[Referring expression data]
----
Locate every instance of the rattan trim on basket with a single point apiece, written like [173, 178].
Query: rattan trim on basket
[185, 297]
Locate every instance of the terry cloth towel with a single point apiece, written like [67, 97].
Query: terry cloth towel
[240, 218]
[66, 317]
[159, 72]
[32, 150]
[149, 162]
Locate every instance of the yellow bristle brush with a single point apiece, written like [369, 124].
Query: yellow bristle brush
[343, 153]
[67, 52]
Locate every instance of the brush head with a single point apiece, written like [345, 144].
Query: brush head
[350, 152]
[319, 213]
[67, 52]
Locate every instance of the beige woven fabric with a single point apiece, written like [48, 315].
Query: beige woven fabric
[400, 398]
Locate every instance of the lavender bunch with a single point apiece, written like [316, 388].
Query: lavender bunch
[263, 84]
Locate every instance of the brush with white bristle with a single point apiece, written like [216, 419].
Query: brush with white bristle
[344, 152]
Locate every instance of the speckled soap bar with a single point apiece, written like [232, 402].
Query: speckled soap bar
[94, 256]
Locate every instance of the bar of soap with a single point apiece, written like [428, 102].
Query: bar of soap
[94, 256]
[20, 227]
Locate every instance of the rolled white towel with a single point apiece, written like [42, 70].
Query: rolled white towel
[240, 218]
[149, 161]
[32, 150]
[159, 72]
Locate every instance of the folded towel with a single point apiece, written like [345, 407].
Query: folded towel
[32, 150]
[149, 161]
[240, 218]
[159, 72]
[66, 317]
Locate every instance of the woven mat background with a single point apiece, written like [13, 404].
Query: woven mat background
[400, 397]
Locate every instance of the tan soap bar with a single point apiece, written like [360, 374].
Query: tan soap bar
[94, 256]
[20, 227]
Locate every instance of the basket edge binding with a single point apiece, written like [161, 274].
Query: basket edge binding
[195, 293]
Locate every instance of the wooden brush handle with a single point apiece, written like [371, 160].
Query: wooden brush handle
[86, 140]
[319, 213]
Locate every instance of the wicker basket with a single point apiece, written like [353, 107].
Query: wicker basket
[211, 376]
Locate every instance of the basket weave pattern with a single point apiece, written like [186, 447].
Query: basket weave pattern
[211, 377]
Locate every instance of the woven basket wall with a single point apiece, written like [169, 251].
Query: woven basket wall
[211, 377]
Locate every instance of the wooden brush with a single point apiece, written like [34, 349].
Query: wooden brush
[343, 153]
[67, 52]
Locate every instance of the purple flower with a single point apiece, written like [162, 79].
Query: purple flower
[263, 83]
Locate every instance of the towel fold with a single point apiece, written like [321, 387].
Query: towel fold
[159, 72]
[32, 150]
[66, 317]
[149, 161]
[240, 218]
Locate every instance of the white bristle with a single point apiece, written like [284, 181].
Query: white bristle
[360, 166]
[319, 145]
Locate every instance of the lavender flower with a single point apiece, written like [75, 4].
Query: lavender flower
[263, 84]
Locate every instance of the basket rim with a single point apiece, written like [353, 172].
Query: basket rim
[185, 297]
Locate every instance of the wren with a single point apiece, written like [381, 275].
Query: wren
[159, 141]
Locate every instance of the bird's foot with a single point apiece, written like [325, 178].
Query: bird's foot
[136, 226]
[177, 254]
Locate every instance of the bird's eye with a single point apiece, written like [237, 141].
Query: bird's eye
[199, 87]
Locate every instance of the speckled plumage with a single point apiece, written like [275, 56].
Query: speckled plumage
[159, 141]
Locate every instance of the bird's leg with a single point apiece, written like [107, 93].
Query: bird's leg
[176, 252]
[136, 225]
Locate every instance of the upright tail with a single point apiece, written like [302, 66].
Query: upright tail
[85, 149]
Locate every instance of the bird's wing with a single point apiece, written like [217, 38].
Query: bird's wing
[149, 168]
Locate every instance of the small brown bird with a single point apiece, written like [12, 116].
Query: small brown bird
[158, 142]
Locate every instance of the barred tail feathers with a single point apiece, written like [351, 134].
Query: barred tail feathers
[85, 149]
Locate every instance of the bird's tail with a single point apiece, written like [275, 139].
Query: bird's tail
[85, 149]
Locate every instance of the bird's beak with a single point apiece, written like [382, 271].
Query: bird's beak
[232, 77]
----
## EXERCISE DETAILS
Word for word, restate the lines above.

## RESPONSE TO THE EXERCISE
Locate every instance of the rattan trim on basket with a single point apiece, written like [173, 178].
Query: rattan trim on basket
[185, 297]
Locate every instance of the terry cloth towel with a single point apiece, written like [67, 97].
Query: terry cloth towel
[240, 218]
[66, 317]
[159, 72]
[32, 150]
[149, 162]
Locate every instance of the yellow bristle brush with a single point apiece, written like [369, 124].
Query: yellow bristle brush
[343, 153]
[67, 52]
Locate every instance of the brush head with a single point apiece, written like [345, 144].
Query: brush head
[350, 152]
[319, 213]
[67, 52]
Locate every instance of the beige woven fabric with a single point apiece, written like [48, 315].
Query: beige woven fabric
[400, 398]
Locate every instance of the lavender bunch with a single point apiece, written like [316, 388].
Query: lavender bunch
[263, 84]
Locate every instance of the brush with white bristle with a single point apiece, written like [216, 419].
Query: brush with white bristle
[344, 152]
Locate every instance of the speckled soap bar with a single point apiece, written like [232, 402].
Query: speckled soap bar
[94, 256]
Locate every instance of the bar of soap with a single point apiece, written like [428, 102].
Query: bar of soap
[94, 256]
[20, 227]
Locate every instance of the rolled white towel with a single point apiece, written like [42, 70].
Query: rolled white towel
[240, 218]
[149, 161]
[32, 150]
[159, 72]
Locate every instance of the folded towel with a single point apiece, written like [345, 407].
Query: folded towel
[32, 150]
[149, 161]
[240, 218]
[159, 72]
[66, 317]
Locate every instance of the woven mat background with a single point apiece, written like [13, 404].
Query: woven mat background
[400, 397]
Locate every instance of the tan soap bar with a single point apiece, written like [360, 374].
Query: tan soap bar
[94, 256]
[20, 227]
Locate every instance of the basket edge binding with a single point apiece, written like [161, 274].
Query: basket edge binding
[195, 293]
Locate every instance of the wooden brush handle with a single point apiece, written like [371, 160].
Query: wooden brush handle
[86, 140]
[319, 213]
Locate every instance of the wicker basket with a single point apiece, written like [353, 107].
Query: wicker basket
[211, 376]
Locate every instance of the basket weave pattern with a single point apiece, written like [186, 447].
Query: basket weave pattern
[211, 377]
Locate every instance of the woven basket wall with a single point apiece, written like [169, 251].
Query: woven basket wall
[211, 377]
Locate every instance of the wooden brush with a single point apiece, written like [34, 349].
Query: wooden brush
[343, 153]
[67, 52]
Locate every instance of the purple flower with a single point apiece, written like [162, 79].
Query: purple flower
[263, 83]
Locate every instance of the towel fold with a single point apiece, written like [321, 387].
Query: towel fold
[159, 72]
[32, 150]
[66, 317]
[149, 161]
[240, 218]
Locate every instance of the white bristle with a single point apiece, written like [284, 181].
Query: white bristle
[360, 166]
[319, 145]
Locate every instance of the lavender flower with a single point apiece, written like [75, 4].
Query: lavender flower
[263, 84]
Locate every instance of the basket rim with a single point apiece, written like [353, 172].
Query: basket rim
[185, 297]
Locate every instance of the wren with a single point apiece, written like [381, 275].
Query: wren
[159, 141]
Locate every instance of the bird's foot with a single point apiece, written like [325, 178].
Query: bird's foot
[136, 226]
[177, 254]
Locate every instance of the bird's eye with a single point apiece, written like [237, 141].
Query: bird's eye
[199, 87]
Locate every instance of the speckled plumage with a single point apiece, written like [275, 56].
Query: speckled plumage
[159, 141]
Locate every instance of the bird's leg with a single point apiece, written like [107, 93].
Query: bird's leg
[176, 252]
[136, 225]
Locate every instance of the upright tail with a single point apiece, written like [302, 66].
Query: upright tail
[85, 149]
Locate every instance of the bird's wing with a single point apiece, written like [217, 38].
Query: bird's wing
[149, 168]
Locate every instance of the small brown bird with a single point apiece, written like [12, 116].
Query: small brown bird
[158, 142]
Locate every instance of the barred tail feathers with a single point apiece, written like [351, 134].
Query: barred tail feathers
[85, 149]
Locate every instance of the bird's tail with a single point apiece, written like [275, 139].
Query: bird's tail
[85, 149]
Locate every instance of the bird's beak with a single point apiece, written like [382, 271].
Query: bird's beak
[232, 77]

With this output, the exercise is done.